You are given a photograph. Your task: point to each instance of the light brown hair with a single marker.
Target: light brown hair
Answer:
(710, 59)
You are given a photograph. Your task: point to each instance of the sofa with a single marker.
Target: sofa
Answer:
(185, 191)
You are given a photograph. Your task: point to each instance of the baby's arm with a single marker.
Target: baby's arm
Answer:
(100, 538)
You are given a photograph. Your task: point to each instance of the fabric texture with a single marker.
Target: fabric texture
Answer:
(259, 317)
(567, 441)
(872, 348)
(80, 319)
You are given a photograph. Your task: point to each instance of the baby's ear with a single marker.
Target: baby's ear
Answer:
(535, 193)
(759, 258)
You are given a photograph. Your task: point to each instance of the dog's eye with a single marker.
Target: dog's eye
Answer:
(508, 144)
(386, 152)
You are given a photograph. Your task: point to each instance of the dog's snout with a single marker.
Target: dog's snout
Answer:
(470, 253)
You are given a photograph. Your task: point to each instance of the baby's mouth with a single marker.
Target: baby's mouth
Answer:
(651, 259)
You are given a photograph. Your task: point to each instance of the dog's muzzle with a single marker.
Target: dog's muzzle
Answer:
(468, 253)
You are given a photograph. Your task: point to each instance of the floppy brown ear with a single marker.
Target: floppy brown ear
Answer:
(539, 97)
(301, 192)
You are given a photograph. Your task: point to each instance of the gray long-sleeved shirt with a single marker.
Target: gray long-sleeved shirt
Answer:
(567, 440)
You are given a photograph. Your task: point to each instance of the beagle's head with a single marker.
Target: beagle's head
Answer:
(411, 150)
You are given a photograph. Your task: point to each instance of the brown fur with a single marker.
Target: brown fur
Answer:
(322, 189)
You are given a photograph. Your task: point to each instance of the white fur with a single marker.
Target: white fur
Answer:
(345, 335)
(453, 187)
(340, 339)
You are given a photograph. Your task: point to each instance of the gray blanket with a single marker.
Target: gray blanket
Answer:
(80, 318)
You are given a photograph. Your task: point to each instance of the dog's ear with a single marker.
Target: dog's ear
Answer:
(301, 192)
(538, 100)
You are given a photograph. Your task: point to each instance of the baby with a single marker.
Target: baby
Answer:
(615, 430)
****************
Give only a number: how many lines of the data hold the string "fabric"?

2